▶ _Exercise material_:
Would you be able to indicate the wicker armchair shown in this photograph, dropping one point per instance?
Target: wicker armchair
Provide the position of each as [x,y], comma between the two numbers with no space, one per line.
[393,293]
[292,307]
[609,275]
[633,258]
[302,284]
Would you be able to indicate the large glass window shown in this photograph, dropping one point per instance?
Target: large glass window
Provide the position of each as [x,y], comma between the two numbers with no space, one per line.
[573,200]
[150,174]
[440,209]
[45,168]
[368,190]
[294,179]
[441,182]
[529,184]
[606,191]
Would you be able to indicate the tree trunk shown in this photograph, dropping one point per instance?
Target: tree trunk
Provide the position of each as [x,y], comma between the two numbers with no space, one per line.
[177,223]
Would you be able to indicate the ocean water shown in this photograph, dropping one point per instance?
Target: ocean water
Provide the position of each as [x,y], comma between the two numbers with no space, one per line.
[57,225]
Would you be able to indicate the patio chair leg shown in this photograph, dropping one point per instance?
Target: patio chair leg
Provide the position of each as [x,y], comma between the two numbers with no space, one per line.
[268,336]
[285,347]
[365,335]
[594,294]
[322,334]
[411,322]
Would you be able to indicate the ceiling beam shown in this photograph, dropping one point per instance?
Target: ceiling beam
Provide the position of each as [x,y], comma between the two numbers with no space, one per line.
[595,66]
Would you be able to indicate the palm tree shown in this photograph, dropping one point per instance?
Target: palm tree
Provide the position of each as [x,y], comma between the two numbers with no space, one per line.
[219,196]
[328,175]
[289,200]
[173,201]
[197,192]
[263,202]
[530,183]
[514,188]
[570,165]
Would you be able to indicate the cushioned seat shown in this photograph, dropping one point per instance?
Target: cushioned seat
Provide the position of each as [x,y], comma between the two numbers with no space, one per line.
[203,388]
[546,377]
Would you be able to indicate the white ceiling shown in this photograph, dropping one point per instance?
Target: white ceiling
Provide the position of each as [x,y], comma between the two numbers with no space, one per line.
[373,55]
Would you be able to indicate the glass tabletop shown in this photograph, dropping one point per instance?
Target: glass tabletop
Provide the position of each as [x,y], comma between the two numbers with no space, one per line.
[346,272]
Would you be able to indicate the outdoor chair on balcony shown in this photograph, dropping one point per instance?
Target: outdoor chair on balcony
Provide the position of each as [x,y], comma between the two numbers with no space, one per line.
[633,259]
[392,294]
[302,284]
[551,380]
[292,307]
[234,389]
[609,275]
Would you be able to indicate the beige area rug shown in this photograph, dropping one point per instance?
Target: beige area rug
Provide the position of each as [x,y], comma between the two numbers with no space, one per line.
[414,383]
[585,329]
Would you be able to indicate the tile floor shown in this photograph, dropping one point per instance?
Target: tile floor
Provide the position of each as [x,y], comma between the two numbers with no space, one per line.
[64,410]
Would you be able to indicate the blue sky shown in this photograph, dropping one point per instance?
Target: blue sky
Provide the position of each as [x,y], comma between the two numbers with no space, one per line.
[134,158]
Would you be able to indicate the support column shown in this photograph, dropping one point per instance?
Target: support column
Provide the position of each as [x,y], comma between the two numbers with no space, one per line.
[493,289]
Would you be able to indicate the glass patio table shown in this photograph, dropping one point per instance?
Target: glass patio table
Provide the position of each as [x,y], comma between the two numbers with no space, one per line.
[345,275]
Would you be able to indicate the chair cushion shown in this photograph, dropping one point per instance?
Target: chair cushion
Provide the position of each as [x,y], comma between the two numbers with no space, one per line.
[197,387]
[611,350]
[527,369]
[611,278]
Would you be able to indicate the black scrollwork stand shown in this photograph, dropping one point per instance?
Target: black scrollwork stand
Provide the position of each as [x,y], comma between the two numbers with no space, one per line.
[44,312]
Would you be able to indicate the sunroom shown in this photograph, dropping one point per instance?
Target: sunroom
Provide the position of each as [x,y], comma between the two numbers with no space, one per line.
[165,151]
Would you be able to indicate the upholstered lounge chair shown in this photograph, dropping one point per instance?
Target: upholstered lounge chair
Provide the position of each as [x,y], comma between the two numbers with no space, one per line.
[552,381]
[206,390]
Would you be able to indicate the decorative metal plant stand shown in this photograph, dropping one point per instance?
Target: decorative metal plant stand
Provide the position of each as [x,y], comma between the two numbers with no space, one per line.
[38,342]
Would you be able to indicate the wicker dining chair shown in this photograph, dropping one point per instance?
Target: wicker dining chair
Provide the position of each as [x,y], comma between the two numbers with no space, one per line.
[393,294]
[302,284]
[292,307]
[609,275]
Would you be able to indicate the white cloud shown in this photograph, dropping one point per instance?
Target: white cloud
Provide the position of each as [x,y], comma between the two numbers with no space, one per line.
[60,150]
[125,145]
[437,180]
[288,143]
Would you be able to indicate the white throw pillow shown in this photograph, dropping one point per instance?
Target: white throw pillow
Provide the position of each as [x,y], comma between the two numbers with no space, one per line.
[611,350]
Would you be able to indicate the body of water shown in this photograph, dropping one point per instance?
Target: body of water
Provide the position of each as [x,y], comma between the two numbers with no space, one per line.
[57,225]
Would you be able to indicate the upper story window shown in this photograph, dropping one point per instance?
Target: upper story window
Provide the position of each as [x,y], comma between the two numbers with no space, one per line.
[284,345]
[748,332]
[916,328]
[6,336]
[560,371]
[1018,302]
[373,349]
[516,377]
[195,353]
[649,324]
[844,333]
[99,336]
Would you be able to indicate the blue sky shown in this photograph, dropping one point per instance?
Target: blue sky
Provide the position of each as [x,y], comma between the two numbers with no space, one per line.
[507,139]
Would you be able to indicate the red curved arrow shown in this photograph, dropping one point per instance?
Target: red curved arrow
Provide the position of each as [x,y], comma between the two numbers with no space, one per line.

▶ _Requirement_:
Each line above is to be repeated exactly.

▶ _Expected output_:
Would you be able to indicate the wicker armchair shown in this photograph, dropping one point per instance?
Target: wicker armchair
Provide the position of each as [x,y], comma between the two numbers with no space, one per line.
[393,293]
[292,307]
[609,275]
[633,258]
[302,284]
Would you be able to indicate the large glass window shown in this photograph, dropping one point per instance?
Target: large glass window
Provide the position of each as [x,y], comma between the two numbers with no space, one per line.
[573,200]
[150,174]
[440,209]
[45,168]
[368,190]
[294,179]
[441,182]
[529,184]
[606,191]
Would you be able to indicate the tree trunk shown in this photograph, dropping one point per instance?
Target: tree trunk
Provide the position of each as [x,y], comma between the two numbers with no space, one per line.
[177,223]
Would you be able to indicate the ocean water shown in this photograph, dropping one point per instance?
Target: ocean water
Provide the position of each as [x,y], comma between the two numbers with no space, one per line.
[57,225]
Would you be able to indicate the patio chair leg shown in this photograph, dropping one point per instance?
Target: patio chair leg
Provide the position of each as [x,y], comma between the two numbers with no space, one per line.
[268,336]
[285,347]
[365,335]
[594,294]
[322,334]
[411,322]
Would you be able to indicate the ceiling beam shown in this photograph, dropping one point per instance?
Target: ceiling beam
Provide the position of each as [x,y], comma between the two numbers with no space, one per line.
[595,66]
Would you be able to indicate the palm tree shown in this photograph, dropping one point per instance?
Target: palm tree
Provide the position of each as [x,y], comma between the two numbers with no space, one per line.
[219,196]
[328,175]
[289,200]
[173,201]
[197,192]
[263,202]
[530,183]
[514,188]
[570,165]
Would you be able to indicate the cushioned seat shown in this photograph, dropping one point per instance?
Target: cushioned seat
Provide the position of each as [x,y], comma between the two numbers with no space, one per line.
[203,388]
[546,377]
Would you be able to indicate the white ceiling shown in this photograph, dropping one point per instance?
Target: white ceiling
Provide the position of each as [x,y], comma between the two numbers with no space, one per line.
[373,55]
Would you be able to indicate the glass tabletop shown in this photograph, dropping one point per instance?
Target: glass tabletop
Provide the position of each as [x,y], comma between the two numbers with no space, one per line.
[346,272]
Would you be able to indicate the outdoor chair on balcony shown in this photograph, dropping one point per instance?
Target: outdoor chair on balcony
Provide the position of each as [x,y], comma between the two numbers with no space, one per line.
[633,259]
[392,294]
[302,284]
[551,380]
[292,307]
[234,389]
[609,275]
Would you be able to indicate the beige area rug shown in this photograph, dropping one point per instance?
Target: beige area rug
Provide the position of each as [x,y], comma between the two numbers with no space, one per line.
[414,383]
[585,329]
Would you be able to indicate the tile floor shown in this photograph, dropping one point per instance?
Target: tile floor
Provide the position of each as [x,y], comma between the two numbers with no space, one per line.
[64,410]
Would you be able to indicate the blue sky shown in this photograph, dropping one point per instance?
Target: blue sky
Provide the position of each as [x,y], comma between the two numbers with no space, one per line.
[134,158]
Would you be able to indicate the support column shown in this photograph, dropping one point per instance?
Target: support column
Provide the position of each as [x,y], comma between the two numbers with no space, one per line.
[493,289]
Would you be able to indicate the glass patio table shown in this photograph, dropping one point per instance?
Target: glass patio table
Provide the position of each as [x,y], comma between the two numbers with no space, one per line.
[345,275]
Would you be able to indicate the chair cushion shown in this photograph, dropping one point per instance?
Target: chair cushion
Provide the position of each as [x,y], comma between the two numbers with no space, one per line.
[197,387]
[611,350]
[527,369]
[611,278]
Would you be able to indicate the black scrollwork stand shown in this photograph, dropping one point per instance?
Target: black scrollwork stand
Provide the position of each as [x,y], comma between the two numbers with no space, one per line.
[44,312]
Would you be able to indicate the sunroom shown in this photograph, dropping one point per instance?
Target: sunroom
Provide the position of each as [x,y], comma between the two numbers with no space, one per line.
[165,151]
Would you be able to indicate the upholstered lounge chair shown in this photograph, dropping one point per instance?
Target: upholstered lounge chair
Provide the position of each as [x,y], comma between the two numbers with no space, one per line.
[552,381]
[206,390]
Would you be able to indicate the decorative metal plant stand shown in this photograph, dropping one point per instance?
Target: decorative metal plant stand
Provide the position of each as [x,y], comma between the two numbers with no space, one per line.
[38,342]
Would you be able to indicate the wicker dining chair shown in this photograph, dropping one point per instance?
Target: wicker dining chair
Provide the position of each as [x,y], comma between the two numbers with no space, one per line.
[393,294]
[302,284]
[292,307]
[609,275]
Would you be able to indicate the white cloud shown in this photograph, dropping one point per instance?
Target: white cloud
Provide the position of each as [x,y], comma between the two numbers with no space, one per line.
[60,150]
[125,145]
[437,180]
[288,143]
Would you be able to indicate the white throw pillow shown in this photograph, dropping one point per instance?
Target: white throw pillow
Provide the position of each as [x,y], comma between the two numbers with no space, one per line.
[611,350]
Would you be able to indicate the body of water shown in this photograph, dropping one point per instance?
Target: body of water
Provide the position of each as [x,y], comma between the two numbers with no space, one per line.
[57,225]
Would you be able to indicate the upper story window shown in this photograph, dropping one point per instance?
Target: upper story window
Provide the position of each as [x,y], comma between the two numbers with no space, one per line.
[284,345]
[748,332]
[916,328]
[6,336]
[560,371]
[1018,302]
[373,349]
[516,377]
[195,353]
[649,324]
[844,333]
[99,336]
Would you be able to indicate the blue sky shown in this photograph, dropping one point per instance?
Target: blue sky
Provide the position of each as [x,y], comma between the two numbers with no space, one per line.
[507,139]
Would you be able to indicate the red curved arrow shown in this photograph, dropping one point per instance?
Target: red curved arrow
Provide the position of each as [x,y], comma between the two numbers with no space, one per line.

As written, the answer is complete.